→ **Istruzioni di lavoro**:
- 1) Secondo le parole di Berlusconi riportate nella discussione sul Monza, quanti acquisti ha fatto la squadra?
- 2) Per favore, estrai senza modifiche dalla discussione sul Monza il tratto che comincia con le parole "Avevamo in mente" e finisce dopo le parole "è Wanda Nara?".

→ **Brano estratto**:
■ ■ ■ ■
# Berlusconi: "Non dobbiamo sfigurare, io ci metto i soldi. CR7? Nessuna possibilità"



## Toby rosso nero (14 Agosto 2022)

Silvio Berlusconi sul mercato del Monza dopo il debutto in Serie A inaugurato con una sconfitta:

"Ci serve tempo per oliare i meccanismi. Speriamo di non metterci troppo, dobbiamo finire qualche gradino sopra la zona retrocessione.
Abbiamo fatto 13 acquisti e io sono quello che ci mette i soldi.
Avevamo in mente un grande colpo di mercato, ma è sfumato. CR7 via dal Manchester e in cerca di una squadra? Non ci abbiamo pensato, questi giocatori non vengono da noi. Vi basti pensare che il Monza ha uno stadio di 16 mila persone, il Milan da 65 mila."


----------



## Toby rosso nero (14 Agosto 2022)

Il colpo sfumato è Wanda Nara?


----------



## LukeLike (14 Agosto 2022)

E ci ha ficcato dentro il Milan pure qua...


----------



## alexpozzi90 (14 Agosto 2022)

È già in clima da pre esonero dell'allenatore, bene così.


----------



## Roger84 (14 Agosto 2022)

Stroppa nn arriva alla sosta di Novembre...


----------



## gabri65 (14 Agosto 2022)

Toby rosso nero ha scritto:


> Silvio Berlusconi sul mercato del Monza dopo il debutto in Serie A inaugurato con una sconfitta:
> 
> "Ci serve tempo per oliare i meccanismi. Speriamo di non metterci troppo, dobbiamo finire qualche gradino sopra la zona retrocessione.
■ ■ ■ ■
[Una serie di righe]
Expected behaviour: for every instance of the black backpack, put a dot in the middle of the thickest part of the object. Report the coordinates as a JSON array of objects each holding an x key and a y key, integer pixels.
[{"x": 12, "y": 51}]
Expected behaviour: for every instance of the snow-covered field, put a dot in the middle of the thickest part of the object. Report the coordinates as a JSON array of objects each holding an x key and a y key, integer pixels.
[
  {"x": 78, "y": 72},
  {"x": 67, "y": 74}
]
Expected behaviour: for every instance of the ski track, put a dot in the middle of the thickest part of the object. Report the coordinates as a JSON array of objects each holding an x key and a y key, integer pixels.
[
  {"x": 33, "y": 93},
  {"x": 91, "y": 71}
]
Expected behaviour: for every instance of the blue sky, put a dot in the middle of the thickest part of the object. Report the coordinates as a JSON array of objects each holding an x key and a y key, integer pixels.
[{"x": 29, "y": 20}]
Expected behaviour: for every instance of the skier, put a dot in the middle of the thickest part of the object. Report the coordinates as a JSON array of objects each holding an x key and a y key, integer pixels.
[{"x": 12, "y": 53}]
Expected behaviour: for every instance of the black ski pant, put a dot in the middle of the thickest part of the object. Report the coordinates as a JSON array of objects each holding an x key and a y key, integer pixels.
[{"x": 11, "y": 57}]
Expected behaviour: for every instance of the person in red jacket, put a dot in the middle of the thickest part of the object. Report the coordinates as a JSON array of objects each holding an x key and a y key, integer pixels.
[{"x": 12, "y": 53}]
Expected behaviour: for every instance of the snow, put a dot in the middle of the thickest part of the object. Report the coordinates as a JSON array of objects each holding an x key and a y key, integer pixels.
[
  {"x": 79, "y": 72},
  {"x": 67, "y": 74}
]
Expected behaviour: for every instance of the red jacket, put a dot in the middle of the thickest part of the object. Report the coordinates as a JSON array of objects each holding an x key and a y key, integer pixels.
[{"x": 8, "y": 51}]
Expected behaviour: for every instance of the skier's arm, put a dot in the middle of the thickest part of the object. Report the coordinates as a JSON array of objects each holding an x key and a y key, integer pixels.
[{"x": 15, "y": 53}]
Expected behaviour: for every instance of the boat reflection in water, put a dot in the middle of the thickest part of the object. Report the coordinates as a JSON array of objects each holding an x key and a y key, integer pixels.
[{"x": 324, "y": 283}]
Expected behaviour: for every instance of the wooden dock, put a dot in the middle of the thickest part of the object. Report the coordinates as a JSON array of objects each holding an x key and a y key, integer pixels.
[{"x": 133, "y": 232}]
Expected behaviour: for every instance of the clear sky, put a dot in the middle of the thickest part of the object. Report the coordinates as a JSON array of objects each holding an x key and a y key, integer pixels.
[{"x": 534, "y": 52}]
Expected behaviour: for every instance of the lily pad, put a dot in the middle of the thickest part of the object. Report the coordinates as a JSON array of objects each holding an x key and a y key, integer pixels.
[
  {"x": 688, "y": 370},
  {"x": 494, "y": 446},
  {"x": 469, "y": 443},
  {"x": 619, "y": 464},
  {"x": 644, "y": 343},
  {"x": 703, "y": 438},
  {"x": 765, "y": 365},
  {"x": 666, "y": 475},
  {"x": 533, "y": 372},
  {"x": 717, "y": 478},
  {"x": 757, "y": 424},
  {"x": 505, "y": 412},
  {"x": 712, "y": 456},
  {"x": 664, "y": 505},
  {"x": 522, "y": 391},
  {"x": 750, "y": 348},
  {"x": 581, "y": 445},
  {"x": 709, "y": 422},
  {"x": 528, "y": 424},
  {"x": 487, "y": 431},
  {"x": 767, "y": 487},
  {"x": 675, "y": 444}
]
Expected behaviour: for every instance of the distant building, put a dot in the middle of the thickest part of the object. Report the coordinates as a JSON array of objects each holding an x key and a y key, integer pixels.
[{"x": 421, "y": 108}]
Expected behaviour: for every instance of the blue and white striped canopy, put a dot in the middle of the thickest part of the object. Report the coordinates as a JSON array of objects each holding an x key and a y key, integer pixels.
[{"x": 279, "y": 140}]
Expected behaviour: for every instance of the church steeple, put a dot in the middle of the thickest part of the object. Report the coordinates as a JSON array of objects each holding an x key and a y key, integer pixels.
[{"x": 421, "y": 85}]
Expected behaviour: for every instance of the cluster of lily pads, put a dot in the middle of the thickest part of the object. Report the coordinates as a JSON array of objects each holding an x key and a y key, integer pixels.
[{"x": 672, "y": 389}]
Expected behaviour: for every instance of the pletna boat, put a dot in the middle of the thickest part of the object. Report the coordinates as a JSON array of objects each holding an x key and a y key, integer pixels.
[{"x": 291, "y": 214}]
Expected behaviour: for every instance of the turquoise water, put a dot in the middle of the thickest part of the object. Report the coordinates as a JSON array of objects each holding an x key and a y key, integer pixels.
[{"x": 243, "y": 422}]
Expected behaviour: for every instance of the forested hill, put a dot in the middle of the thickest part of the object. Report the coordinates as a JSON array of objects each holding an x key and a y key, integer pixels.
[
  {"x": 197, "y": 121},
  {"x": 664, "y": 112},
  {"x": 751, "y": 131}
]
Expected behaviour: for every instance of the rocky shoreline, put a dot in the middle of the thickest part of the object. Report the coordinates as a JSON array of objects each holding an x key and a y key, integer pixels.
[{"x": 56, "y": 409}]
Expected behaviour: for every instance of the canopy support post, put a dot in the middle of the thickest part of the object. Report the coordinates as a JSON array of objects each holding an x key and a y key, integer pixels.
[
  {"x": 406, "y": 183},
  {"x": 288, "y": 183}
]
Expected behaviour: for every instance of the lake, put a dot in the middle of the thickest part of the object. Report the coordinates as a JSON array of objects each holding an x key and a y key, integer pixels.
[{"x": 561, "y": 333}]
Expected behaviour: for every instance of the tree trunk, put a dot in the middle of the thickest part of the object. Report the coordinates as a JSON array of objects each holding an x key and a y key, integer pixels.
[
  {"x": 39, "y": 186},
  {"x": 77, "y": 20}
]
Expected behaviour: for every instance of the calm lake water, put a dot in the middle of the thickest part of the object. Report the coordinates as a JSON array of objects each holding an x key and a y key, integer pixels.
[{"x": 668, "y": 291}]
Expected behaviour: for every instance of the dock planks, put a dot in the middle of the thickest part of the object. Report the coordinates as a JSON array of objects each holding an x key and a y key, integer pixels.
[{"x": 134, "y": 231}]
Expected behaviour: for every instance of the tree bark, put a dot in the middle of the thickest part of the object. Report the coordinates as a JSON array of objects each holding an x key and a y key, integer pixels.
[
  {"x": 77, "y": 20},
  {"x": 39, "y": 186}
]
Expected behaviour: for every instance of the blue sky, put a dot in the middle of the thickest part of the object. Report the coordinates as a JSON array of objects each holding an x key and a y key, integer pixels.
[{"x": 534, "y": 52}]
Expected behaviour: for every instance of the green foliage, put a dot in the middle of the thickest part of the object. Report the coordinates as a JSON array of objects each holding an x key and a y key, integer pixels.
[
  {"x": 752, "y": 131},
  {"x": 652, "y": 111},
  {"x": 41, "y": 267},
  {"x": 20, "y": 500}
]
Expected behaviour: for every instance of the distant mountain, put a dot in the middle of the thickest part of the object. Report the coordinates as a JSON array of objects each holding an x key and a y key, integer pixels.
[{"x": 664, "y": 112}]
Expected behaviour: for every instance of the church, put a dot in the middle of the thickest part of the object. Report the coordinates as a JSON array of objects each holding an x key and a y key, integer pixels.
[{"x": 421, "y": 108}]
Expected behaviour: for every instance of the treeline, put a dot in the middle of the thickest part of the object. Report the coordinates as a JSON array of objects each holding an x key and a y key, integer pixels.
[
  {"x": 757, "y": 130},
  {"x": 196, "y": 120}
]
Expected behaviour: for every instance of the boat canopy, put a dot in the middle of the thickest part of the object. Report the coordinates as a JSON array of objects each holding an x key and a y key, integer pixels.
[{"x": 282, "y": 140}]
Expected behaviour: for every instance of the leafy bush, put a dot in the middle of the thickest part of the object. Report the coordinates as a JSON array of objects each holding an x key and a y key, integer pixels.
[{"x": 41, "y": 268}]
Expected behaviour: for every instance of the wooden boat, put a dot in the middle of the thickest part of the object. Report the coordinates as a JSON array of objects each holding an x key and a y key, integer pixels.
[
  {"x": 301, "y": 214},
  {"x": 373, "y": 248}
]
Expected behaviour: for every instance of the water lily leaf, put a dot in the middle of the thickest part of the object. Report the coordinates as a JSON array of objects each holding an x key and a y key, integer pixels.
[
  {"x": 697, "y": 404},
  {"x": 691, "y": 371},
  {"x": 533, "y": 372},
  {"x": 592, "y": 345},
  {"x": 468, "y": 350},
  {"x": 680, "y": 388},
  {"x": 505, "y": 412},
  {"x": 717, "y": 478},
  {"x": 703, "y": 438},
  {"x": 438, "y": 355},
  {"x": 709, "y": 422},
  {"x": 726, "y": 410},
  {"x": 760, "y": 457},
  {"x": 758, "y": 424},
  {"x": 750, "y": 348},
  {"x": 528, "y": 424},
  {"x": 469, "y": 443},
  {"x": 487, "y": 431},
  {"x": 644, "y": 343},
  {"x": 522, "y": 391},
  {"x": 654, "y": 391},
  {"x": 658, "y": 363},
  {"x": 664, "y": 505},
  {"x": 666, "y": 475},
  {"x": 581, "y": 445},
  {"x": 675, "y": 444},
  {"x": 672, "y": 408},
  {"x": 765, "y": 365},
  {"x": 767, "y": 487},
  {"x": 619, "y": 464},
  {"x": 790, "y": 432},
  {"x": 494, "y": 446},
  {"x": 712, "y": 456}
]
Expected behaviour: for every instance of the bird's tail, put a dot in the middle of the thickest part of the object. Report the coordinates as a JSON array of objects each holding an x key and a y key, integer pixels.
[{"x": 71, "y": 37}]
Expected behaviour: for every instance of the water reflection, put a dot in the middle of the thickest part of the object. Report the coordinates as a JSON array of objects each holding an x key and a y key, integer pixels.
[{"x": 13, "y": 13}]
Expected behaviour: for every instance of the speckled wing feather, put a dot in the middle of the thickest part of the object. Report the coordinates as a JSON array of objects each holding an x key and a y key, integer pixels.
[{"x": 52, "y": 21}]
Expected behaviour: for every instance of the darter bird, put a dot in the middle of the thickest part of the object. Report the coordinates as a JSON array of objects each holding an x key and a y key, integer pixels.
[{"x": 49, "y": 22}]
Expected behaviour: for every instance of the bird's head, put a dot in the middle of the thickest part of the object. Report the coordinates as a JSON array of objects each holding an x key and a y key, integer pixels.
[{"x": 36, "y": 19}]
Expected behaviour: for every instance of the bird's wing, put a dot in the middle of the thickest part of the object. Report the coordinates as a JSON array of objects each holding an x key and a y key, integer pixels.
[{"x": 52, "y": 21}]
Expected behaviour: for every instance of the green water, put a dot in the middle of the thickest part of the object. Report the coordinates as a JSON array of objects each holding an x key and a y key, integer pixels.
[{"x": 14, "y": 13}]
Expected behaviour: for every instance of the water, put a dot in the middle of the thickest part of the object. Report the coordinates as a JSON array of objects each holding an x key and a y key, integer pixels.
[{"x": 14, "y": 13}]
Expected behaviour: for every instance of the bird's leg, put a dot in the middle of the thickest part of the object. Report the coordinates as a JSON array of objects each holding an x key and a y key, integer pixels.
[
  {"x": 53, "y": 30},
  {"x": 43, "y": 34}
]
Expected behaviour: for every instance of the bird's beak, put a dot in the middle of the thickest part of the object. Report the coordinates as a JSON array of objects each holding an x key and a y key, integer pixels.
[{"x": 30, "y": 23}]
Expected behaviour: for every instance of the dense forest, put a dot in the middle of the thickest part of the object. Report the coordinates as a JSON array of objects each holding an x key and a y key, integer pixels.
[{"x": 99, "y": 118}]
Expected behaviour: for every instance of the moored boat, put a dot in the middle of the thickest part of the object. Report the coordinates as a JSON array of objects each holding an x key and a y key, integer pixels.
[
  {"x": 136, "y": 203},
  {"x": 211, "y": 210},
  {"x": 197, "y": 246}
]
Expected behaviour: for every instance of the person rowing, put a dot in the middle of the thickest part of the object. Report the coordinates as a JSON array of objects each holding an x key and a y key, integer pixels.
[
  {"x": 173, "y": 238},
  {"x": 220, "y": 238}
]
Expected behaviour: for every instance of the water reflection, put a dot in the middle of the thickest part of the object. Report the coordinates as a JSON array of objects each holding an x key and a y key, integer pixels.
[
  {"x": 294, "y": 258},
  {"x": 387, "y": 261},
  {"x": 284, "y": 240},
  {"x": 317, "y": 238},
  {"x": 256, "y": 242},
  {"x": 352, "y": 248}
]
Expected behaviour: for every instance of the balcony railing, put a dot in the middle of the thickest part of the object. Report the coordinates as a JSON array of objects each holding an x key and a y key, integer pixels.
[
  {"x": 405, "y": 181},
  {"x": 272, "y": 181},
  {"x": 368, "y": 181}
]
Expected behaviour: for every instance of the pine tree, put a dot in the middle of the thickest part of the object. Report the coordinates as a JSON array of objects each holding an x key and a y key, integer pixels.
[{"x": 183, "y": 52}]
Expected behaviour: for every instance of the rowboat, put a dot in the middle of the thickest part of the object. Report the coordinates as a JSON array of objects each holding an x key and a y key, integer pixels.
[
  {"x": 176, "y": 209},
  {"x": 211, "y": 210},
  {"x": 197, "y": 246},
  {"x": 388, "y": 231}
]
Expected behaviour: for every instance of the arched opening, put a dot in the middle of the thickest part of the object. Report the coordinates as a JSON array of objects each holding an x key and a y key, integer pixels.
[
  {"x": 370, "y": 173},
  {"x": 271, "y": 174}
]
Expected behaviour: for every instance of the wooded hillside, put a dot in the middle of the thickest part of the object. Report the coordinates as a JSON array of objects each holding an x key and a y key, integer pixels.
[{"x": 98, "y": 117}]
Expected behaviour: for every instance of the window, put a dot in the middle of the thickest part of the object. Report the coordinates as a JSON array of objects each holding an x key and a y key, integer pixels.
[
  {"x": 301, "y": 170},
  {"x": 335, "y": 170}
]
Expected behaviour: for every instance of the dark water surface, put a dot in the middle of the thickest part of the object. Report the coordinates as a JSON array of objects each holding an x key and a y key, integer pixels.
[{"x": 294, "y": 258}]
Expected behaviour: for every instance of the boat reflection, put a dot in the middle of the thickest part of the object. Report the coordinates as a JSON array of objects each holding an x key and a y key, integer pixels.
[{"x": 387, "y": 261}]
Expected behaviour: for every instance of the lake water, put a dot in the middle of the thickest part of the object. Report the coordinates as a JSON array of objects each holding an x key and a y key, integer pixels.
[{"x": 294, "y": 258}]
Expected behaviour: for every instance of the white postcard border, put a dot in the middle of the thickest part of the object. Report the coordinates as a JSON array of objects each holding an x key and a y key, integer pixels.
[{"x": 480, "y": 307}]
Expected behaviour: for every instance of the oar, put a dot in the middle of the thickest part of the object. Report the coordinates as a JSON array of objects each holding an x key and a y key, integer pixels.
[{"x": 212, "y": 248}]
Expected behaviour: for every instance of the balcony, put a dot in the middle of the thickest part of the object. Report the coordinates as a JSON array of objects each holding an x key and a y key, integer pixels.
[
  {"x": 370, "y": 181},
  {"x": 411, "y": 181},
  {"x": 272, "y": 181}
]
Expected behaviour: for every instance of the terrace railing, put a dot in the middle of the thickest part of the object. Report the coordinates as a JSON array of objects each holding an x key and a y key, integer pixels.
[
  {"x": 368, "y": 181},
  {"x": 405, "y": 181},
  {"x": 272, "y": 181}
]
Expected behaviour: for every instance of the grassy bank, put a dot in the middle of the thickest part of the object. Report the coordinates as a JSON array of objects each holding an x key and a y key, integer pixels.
■ ■ ■ ■
→ **Risposte**:
- 1) Il Monza ha fatto 13 acquisti.

- 2)
Avevamo in mente un grande colpo di mercato, ma è sfumato. CR7 via dal Manchester e in cerca di una squadra? Non ci abbiamo pensato, questi giocatori non vengono da noi. Vi basti pensare che il Monza ha uno stadio di 16 mila persone, il Milan da 65 mila."


----------



## Toby rosso nero (14 Agosto 2022)

Il colpo sfumato è Wanda Nara?